▸ **Recorded data**:

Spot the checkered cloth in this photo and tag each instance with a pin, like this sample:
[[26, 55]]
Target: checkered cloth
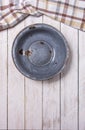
[[70, 12]]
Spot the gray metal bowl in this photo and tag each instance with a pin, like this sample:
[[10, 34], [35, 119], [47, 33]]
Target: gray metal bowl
[[40, 51]]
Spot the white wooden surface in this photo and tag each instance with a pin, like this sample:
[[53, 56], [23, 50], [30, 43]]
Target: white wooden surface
[[55, 104]]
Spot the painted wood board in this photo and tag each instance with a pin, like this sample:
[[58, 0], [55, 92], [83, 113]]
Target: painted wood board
[[15, 86], [69, 82], [3, 80]]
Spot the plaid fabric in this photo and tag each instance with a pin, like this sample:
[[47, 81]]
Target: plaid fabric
[[70, 12]]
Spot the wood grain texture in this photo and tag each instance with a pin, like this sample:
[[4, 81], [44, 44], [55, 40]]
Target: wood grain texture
[[51, 95], [69, 82], [33, 95], [3, 80], [81, 80], [15, 86]]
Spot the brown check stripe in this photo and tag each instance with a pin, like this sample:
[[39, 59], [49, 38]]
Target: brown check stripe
[[70, 12]]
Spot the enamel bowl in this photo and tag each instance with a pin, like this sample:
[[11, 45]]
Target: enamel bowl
[[40, 52]]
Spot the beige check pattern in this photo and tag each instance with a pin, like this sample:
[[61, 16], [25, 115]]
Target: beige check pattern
[[70, 12]]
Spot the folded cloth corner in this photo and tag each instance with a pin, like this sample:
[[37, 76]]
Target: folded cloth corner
[[70, 12]]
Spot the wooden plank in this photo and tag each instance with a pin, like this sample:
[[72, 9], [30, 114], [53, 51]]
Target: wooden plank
[[51, 95], [33, 95], [15, 86], [3, 80], [81, 80], [69, 82]]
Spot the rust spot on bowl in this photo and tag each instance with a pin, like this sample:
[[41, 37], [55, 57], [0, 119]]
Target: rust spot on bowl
[[21, 51], [42, 43], [32, 27]]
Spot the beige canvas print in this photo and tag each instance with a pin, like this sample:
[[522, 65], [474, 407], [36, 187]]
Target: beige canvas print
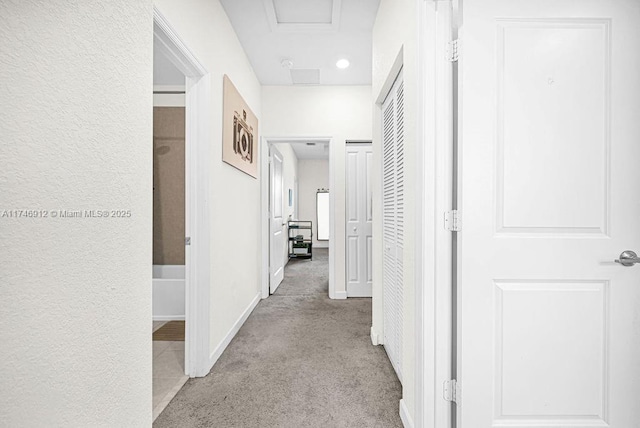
[[239, 132]]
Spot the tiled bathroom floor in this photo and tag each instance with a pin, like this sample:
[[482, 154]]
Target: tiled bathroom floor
[[168, 371]]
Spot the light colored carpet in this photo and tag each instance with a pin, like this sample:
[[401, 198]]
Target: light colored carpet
[[172, 331], [300, 360]]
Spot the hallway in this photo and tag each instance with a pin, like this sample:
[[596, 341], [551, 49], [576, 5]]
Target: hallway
[[300, 360]]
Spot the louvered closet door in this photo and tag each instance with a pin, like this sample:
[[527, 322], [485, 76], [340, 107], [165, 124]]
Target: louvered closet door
[[393, 220]]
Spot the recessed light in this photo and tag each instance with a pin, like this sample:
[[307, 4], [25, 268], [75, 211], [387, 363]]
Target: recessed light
[[342, 63]]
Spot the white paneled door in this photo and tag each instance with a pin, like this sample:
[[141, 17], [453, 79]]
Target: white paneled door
[[393, 221], [359, 219], [549, 324], [277, 231]]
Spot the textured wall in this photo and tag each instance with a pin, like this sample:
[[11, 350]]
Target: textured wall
[[388, 40], [341, 112], [168, 185], [235, 216], [75, 134]]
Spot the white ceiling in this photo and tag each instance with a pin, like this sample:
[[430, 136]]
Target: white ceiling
[[313, 34], [164, 72], [306, 150]]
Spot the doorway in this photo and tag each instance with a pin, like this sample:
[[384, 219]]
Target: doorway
[[182, 95], [297, 171]]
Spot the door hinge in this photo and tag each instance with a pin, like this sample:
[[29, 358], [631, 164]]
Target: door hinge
[[452, 221], [451, 391], [453, 50]]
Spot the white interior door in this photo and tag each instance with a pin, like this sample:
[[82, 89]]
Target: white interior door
[[359, 220], [549, 325], [277, 231], [393, 222]]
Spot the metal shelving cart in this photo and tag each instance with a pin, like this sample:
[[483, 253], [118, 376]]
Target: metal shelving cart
[[300, 239]]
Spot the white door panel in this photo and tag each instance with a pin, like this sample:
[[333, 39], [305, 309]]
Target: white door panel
[[359, 222], [278, 234], [548, 328]]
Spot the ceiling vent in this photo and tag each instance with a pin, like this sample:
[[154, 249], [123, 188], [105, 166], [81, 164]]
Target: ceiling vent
[[305, 76], [303, 11], [303, 16]]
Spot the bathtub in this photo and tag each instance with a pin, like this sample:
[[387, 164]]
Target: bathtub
[[168, 292]]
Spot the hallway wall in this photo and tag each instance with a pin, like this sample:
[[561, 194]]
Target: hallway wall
[[390, 42], [75, 135], [341, 112], [235, 230]]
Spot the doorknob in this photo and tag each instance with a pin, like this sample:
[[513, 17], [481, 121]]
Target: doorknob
[[628, 258]]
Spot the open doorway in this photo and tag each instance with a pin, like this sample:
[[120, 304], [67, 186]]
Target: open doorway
[[181, 233], [299, 213], [168, 289]]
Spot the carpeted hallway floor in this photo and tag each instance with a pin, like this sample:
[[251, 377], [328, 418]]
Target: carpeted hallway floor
[[300, 360]]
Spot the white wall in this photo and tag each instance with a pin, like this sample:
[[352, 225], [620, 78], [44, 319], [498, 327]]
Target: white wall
[[75, 134], [235, 260], [340, 112], [313, 175], [389, 40], [289, 177]]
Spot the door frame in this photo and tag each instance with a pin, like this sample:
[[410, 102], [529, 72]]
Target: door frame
[[197, 189], [434, 267], [266, 215], [272, 150]]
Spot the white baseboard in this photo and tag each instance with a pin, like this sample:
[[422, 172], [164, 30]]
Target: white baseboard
[[233, 331], [168, 318], [375, 339], [407, 420]]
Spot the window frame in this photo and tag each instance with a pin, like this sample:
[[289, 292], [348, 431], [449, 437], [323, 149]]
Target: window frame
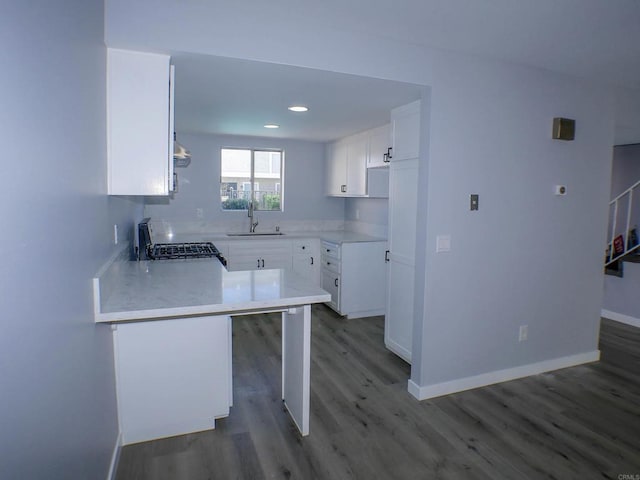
[[252, 181]]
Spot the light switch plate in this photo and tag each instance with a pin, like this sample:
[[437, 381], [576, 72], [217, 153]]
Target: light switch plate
[[443, 243], [474, 201]]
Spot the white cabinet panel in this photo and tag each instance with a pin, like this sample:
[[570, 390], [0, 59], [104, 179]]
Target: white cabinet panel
[[331, 283], [259, 254], [336, 162], [357, 166], [306, 259], [405, 123], [379, 146], [139, 123], [354, 274], [403, 208], [398, 328], [173, 376]]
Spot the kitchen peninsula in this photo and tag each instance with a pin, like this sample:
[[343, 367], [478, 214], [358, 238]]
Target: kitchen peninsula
[[172, 339]]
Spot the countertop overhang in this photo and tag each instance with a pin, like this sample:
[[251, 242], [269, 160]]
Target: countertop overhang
[[146, 290]]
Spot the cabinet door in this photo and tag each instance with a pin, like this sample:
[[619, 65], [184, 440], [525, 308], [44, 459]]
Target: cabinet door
[[336, 162], [357, 165], [363, 274], [405, 123], [253, 254], [403, 194], [307, 266], [379, 143], [276, 260], [306, 259], [139, 137], [241, 262], [331, 283]]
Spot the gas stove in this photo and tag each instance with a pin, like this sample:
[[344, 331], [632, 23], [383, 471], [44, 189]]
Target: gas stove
[[147, 250], [165, 251]]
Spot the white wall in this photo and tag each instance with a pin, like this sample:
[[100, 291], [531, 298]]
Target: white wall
[[199, 183], [526, 256], [58, 415], [621, 294]]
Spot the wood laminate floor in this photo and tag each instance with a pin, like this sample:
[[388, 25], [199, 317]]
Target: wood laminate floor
[[576, 423]]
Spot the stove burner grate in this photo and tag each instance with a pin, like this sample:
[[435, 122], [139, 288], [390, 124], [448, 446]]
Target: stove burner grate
[[163, 251]]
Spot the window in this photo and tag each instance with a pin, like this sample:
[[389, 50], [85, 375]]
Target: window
[[248, 175]]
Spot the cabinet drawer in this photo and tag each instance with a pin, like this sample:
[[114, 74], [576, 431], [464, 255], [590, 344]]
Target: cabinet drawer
[[330, 263], [330, 249], [331, 283], [304, 245], [260, 248]]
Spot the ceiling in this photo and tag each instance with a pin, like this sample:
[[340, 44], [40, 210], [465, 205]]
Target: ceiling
[[238, 97], [594, 39]]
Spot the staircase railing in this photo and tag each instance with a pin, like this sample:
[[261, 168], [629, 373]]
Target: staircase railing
[[625, 242]]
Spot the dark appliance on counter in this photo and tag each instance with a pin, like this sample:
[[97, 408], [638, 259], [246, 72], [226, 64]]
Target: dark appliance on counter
[[147, 250]]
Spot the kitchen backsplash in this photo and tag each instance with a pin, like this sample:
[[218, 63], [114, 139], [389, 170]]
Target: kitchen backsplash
[[161, 226]]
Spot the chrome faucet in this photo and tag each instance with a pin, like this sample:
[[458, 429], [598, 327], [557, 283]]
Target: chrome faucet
[[252, 224]]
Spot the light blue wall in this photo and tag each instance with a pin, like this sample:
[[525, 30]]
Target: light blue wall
[[527, 256], [199, 183], [368, 210], [57, 394], [621, 295]]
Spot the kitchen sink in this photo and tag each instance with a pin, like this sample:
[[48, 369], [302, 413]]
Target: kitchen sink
[[255, 234]]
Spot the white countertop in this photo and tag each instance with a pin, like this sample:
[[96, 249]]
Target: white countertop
[[176, 288], [331, 236]]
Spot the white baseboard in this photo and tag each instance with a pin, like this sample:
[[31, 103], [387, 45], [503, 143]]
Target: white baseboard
[[619, 317], [482, 380], [115, 457]]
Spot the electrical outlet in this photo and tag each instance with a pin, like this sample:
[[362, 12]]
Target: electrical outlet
[[524, 333]]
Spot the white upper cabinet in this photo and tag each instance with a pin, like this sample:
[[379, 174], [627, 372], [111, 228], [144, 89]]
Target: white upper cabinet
[[139, 123], [357, 165], [346, 167], [405, 124], [349, 161], [336, 163], [379, 146]]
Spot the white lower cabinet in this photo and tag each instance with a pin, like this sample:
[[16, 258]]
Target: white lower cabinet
[[172, 376], [306, 259], [259, 254], [354, 274]]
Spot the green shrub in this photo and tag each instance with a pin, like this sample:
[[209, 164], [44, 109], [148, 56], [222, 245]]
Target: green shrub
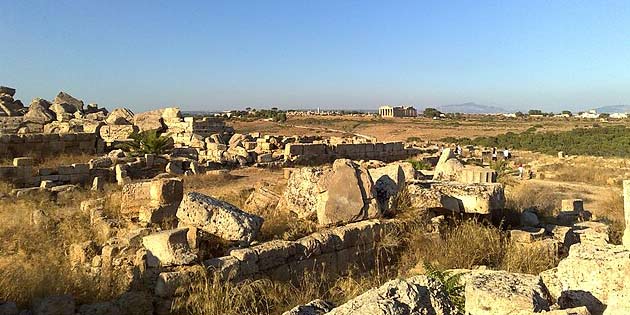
[[148, 142], [452, 285]]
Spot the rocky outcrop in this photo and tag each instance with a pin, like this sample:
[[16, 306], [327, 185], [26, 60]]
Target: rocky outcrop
[[71, 103], [341, 194], [168, 248], [218, 218], [39, 112], [595, 275], [490, 292], [8, 105], [416, 295], [457, 197], [448, 166], [120, 116], [151, 120]]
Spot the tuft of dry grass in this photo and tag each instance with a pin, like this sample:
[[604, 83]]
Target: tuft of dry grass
[[526, 195], [207, 295], [40, 161], [529, 258], [33, 258]]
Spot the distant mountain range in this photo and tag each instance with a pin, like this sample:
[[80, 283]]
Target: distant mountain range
[[613, 109], [471, 108]]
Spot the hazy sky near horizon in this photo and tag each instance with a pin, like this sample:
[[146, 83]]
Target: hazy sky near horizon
[[212, 55]]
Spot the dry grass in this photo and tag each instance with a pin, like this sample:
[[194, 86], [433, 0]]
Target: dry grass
[[468, 244], [40, 161], [584, 172], [526, 195], [33, 258]]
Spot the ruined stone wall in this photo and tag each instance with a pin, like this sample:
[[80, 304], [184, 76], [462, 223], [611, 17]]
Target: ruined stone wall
[[10, 125], [15, 145], [333, 252], [23, 174], [307, 152]]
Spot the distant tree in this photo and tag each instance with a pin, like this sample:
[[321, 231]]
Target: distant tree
[[431, 112], [280, 117]]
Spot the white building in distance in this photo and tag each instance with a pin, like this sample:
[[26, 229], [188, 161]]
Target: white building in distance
[[397, 111]]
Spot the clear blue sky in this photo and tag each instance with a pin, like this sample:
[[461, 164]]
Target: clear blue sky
[[210, 55]]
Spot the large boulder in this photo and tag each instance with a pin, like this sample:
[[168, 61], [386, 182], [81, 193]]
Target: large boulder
[[341, 194], [168, 248], [7, 90], [448, 167], [388, 181], [151, 120], [416, 295], [9, 106], [457, 197], [39, 112], [72, 103], [120, 116], [490, 292], [350, 195], [172, 114], [218, 218]]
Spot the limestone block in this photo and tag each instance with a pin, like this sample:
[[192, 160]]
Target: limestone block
[[218, 218], [416, 295], [500, 292], [23, 161], [168, 248], [55, 305]]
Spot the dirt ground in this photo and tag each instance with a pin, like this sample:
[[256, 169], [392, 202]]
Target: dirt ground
[[404, 129]]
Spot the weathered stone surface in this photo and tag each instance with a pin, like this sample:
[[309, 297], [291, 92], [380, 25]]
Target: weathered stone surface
[[343, 193], [65, 98], [261, 198], [457, 197], [81, 253], [151, 120], [120, 116], [218, 218], [529, 218], [500, 292], [416, 295], [172, 114], [39, 112], [7, 90], [448, 167], [349, 195], [55, 305], [168, 248], [593, 275], [388, 181], [315, 307]]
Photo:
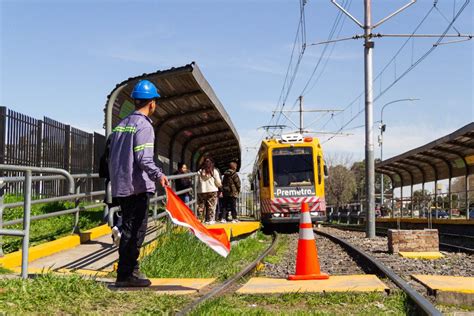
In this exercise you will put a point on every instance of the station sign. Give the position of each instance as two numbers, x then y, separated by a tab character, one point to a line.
295	191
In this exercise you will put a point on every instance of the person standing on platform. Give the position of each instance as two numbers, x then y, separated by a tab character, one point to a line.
133	174
209	182
183	183
231	191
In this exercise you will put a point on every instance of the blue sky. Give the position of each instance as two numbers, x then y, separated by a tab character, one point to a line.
62	58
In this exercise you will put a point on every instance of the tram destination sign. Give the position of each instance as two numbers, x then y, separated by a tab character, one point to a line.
294	191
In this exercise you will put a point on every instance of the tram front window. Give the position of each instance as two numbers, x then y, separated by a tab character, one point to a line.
293	167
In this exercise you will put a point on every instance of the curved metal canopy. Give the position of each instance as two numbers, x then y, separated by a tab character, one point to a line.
447	157
189	119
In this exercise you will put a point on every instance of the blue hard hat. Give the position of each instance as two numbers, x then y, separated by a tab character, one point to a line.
146	90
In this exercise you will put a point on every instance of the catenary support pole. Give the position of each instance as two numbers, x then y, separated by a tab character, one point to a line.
369	122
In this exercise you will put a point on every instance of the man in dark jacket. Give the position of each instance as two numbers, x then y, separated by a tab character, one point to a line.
230	190
133	174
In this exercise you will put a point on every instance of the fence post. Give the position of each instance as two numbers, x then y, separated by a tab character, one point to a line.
39	156
26	224
3	129
67	152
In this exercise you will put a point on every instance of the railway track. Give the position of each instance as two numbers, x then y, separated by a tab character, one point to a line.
443	236
421	302
222	288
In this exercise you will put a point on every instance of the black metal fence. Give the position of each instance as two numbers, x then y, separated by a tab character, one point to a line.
28	141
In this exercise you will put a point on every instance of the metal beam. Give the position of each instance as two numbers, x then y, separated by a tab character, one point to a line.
175	97
178	132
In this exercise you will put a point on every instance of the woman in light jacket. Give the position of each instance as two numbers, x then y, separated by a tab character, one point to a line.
209	182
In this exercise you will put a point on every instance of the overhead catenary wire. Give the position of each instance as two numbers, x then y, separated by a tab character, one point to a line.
409	69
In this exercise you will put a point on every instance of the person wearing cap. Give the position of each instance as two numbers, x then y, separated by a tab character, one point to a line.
133	174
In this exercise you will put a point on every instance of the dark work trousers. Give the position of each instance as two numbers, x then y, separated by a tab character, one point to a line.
230	205
134	224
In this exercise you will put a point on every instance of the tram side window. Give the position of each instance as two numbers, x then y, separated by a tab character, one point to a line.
319	170
266	179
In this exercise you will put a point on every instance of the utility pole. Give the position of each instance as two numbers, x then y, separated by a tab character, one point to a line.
301	114
301	111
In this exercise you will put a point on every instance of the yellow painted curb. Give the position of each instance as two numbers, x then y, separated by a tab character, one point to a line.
13	259
447	283
432	255
95	233
424	221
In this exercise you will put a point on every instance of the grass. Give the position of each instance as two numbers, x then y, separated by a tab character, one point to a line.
308	304
48	229
281	248
51	294
181	255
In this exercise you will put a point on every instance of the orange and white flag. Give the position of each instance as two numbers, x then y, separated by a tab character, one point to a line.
180	214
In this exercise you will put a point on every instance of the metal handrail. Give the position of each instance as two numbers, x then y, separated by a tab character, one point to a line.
49	178
74	195
25	233
62	172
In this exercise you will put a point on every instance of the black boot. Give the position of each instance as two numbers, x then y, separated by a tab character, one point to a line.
132	281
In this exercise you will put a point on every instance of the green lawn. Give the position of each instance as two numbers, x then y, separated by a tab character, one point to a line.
47	229
180	254
50	294
308	304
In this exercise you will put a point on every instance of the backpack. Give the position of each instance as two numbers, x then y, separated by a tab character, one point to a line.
104	161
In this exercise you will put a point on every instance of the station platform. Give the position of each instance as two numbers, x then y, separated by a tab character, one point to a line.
170	286
336	283
238	229
430	255
93	253
447	289
456	221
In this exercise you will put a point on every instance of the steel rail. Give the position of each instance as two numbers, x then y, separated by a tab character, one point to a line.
224	286
418	299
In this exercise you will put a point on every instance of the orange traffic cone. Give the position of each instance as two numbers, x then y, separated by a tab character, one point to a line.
307	262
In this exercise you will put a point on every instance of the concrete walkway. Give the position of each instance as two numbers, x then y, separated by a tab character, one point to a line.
99	254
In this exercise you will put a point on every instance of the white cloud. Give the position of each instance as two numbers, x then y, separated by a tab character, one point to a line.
259	106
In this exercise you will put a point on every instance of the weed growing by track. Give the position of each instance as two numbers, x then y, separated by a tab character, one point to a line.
181	255
51	294
47	229
308	304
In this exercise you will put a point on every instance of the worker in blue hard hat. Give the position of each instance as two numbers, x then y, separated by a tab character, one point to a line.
133	174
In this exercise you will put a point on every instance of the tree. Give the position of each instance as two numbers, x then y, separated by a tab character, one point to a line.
358	168
340	185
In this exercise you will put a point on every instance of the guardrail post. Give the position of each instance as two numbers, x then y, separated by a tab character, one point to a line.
75	228
2	192
26	224
155	205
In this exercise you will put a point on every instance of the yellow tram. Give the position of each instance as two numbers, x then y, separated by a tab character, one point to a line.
289	170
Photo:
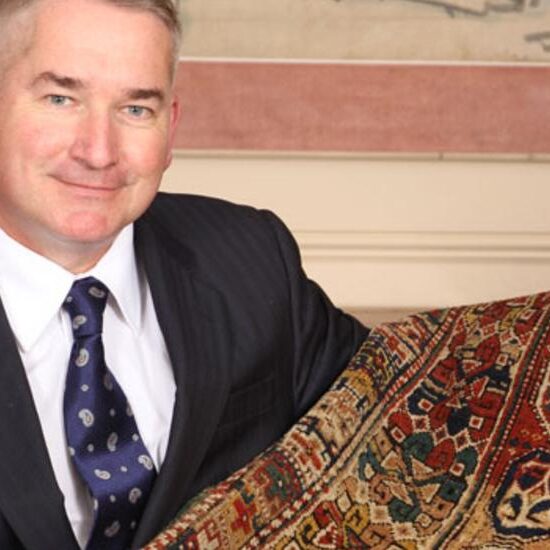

▸ **Activity**:
Copy exactly, and copy nothing else: the lines from the start of the data above through the line that holds "Spot the wooden". The pictures stay out.

▸ **Final answer**:
Spot the checkered cloth in this photo and tag each instance with a pin, like this sample:
[[26, 55]]
Target: checkered cloth
[[70, 12]]
Spot the gray metal bowl in this photo and tag each instance with a pin, like this sample:
[[10, 34], [35, 119], [47, 33]]
Target: gray metal bowl
[[40, 51]]
Spot the white wooden surface in this photo and tag each instance with a pin, like this sample:
[[53, 56], [23, 50], [30, 43]]
Target: white wooden surface
[[55, 104]]
Spot the painted wood board in this photo and tag each instance with a pin, like this sample:
[[58, 0], [55, 92], [83, 113]]
Target: painted wood board
[[15, 86], [69, 82], [3, 80]]
Spot the plaid fabric in this photo and tag each instance with a pin, like this sample:
[[47, 81]]
Target: plaid fabric
[[70, 12]]
Spot the wood grain texture in this photo and tag each instance with a pin, like this sample:
[[4, 81], [44, 44], [55, 40]]
Target: wood grain texture
[[51, 95], [69, 82], [33, 95], [3, 80], [81, 80], [15, 86]]
Spot the brown check stripe in this photo and tag each instance with a pin, like this sample:
[[39, 59], [49, 38]]
Target: brown check stripe
[[70, 12]]
Spot the enamel bowl in this photo and tag each instance with a pin, like this sample:
[[11, 45]]
Target: enamel bowl
[[40, 52]]
Spot the beige check pattern in this photo and tag each instance with a pin, like this sample:
[[61, 16], [25, 115]]
Target: beige check pattern
[[70, 12]]
Spot the folded cloth corner in this photo and tag each instance with a pin, like this sample:
[[37, 76]]
Target: folded cloth corner
[[70, 12]]
Spot the wooden plank in this photo and tag each instance with a pin, like this sample:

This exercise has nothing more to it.